Exercise description
Every line of the records below should be restated exactly.

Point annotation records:
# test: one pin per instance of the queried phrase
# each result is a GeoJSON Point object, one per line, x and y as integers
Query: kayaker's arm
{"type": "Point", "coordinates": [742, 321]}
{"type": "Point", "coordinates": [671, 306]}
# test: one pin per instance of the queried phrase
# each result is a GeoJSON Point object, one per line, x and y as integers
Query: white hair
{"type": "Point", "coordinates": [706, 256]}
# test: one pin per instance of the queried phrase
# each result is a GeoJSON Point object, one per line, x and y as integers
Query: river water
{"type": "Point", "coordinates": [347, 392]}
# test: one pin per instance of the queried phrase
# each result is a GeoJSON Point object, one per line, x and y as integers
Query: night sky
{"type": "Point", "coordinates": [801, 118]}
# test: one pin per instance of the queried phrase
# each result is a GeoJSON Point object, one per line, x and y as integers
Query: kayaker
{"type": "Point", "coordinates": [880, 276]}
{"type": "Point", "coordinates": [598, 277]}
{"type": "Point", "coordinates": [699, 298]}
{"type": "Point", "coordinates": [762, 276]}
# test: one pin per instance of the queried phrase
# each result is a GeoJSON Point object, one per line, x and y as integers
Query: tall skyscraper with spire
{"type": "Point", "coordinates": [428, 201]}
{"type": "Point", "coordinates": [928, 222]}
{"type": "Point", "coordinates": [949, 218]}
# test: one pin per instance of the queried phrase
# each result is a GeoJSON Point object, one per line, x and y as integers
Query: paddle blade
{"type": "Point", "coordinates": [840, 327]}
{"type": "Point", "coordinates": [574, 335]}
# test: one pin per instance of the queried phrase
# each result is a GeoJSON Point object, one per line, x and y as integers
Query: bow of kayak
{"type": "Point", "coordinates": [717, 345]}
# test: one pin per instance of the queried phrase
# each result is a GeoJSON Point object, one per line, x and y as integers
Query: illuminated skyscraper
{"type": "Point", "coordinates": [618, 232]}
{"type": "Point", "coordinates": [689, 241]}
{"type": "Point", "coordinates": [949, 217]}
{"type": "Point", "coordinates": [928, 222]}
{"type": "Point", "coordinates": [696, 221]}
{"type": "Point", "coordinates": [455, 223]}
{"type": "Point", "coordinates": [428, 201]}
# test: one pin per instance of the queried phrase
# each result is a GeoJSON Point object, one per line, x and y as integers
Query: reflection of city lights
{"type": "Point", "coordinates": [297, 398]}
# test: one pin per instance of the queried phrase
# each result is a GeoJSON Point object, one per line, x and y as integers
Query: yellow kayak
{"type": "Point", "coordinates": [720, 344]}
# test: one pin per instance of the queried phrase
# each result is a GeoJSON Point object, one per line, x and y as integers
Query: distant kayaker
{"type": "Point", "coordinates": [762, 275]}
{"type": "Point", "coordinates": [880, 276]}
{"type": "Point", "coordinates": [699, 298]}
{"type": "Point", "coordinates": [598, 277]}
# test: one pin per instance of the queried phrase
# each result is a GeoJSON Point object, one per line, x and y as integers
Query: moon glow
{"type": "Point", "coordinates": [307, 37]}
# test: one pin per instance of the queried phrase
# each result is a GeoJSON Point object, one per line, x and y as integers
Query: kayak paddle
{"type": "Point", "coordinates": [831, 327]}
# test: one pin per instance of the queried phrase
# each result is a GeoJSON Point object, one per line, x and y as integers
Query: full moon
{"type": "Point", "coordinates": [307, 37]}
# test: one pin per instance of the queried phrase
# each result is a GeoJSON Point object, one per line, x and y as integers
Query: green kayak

Exercise solution
# test: one pin per instance of the queried phrase
# each result is a GeoJSON Point object, one per line, x and y as integers
Query: kayaker's arm
{"type": "Point", "coordinates": [742, 321]}
{"type": "Point", "coordinates": [671, 306]}
# test: one pin per instance of the queried phrase
# each result is a GeoJSON Point object, one per line, x and y as integers
Query: white hair
{"type": "Point", "coordinates": [706, 256]}
# test: one pin per instance of the queried phrase
# each result is a GeoJSON Point object, one per line, x and y as integers
Query: river water
{"type": "Point", "coordinates": [347, 392]}
# test: one pin per instance of the queried phrase
# each result is a GeoJSON Point object, one per line, x and y as integers
Query: night sky
{"type": "Point", "coordinates": [801, 118]}
# test: one pin per instance of the queried phrase
# each result is a GeoJSON Point object, one per line, x and y as integers
Query: kayaker
{"type": "Point", "coordinates": [880, 276]}
{"type": "Point", "coordinates": [598, 277]}
{"type": "Point", "coordinates": [699, 298]}
{"type": "Point", "coordinates": [762, 276]}
# test: one pin per instance of the queried phrase
# each result is a GeoJSON Point object, one per line, x and y as integers
Query: tall skyscraper with spire
{"type": "Point", "coordinates": [428, 201]}
{"type": "Point", "coordinates": [928, 222]}
{"type": "Point", "coordinates": [949, 218]}
# test: one pin per instance of the queried phrase
# each result is a GeoJSON Point object, one per line, x and y as integers
Query: paddle blade
{"type": "Point", "coordinates": [840, 327]}
{"type": "Point", "coordinates": [574, 335]}
# test: one pin per instance of the queried phrase
# each result is a GeoJSON Point object, one per line, x and y as integers
Query: bow of kayak
{"type": "Point", "coordinates": [717, 345]}
# test: one pin per instance of the queried phrase
# each result is a GeoJSON Point object, one per line, x and y as integers
Query: illuminated skyscraper
{"type": "Point", "coordinates": [618, 232]}
{"type": "Point", "coordinates": [689, 241]}
{"type": "Point", "coordinates": [949, 217]}
{"type": "Point", "coordinates": [928, 222]}
{"type": "Point", "coordinates": [696, 221]}
{"type": "Point", "coordinates": [455, 223]}
{"type": "Point", "coordinates": [428, 201]}
# test: one pin per instance of the queried phrase
# each result is a GeoJSON Point object, one per line, x and y as integers
Query: reflection of city lights
{"type": "Point", "coordinates": [297, 398]}
# test: one pin per instance of the queried phrase
# each result is a GeoJSON Point object, one per line, x and y as integers
Query: yellow kayak
{"type": "Point", "coordinates": [720, 344]}
# test: one pin per instance of the queried phrase
# each result is a GeoJSON Point object, one per line, x and y as integers
Query: distant kayaker
{"type": "Point", "coordinates": [762, 275]}
{"type": "Point", "coordinates": [880, 276]}
{"type": "Point", "coordinates": [699, 298]}
{"type": "Point", "coordinates": [598, 277]}
# test: one pin per instance of the queried phrase
# each result is a GeoJSON Point object, one per line, x and y as integers
Query: moon glow
{"type": "Point", "coordinates": [307, 37]}
# test: one pin per instance of the queried phrase
# each result is a GeoJSON Point object, one per line, x and y as integers
Query: kayak paddle
{"type": "Point", "coordinates": [831, 327]}
# test: one pin per instance of the queried phrase
# each result is a GeoJSON Point object, one per line, x and y as integers
Query: full moon
{"type": "Point", "coordinates": [307, 37]}
# test: one pin per instance of the queried phrase
# each result is a GeoJSON Point object, one per line, x and y as integers
Query: green kayak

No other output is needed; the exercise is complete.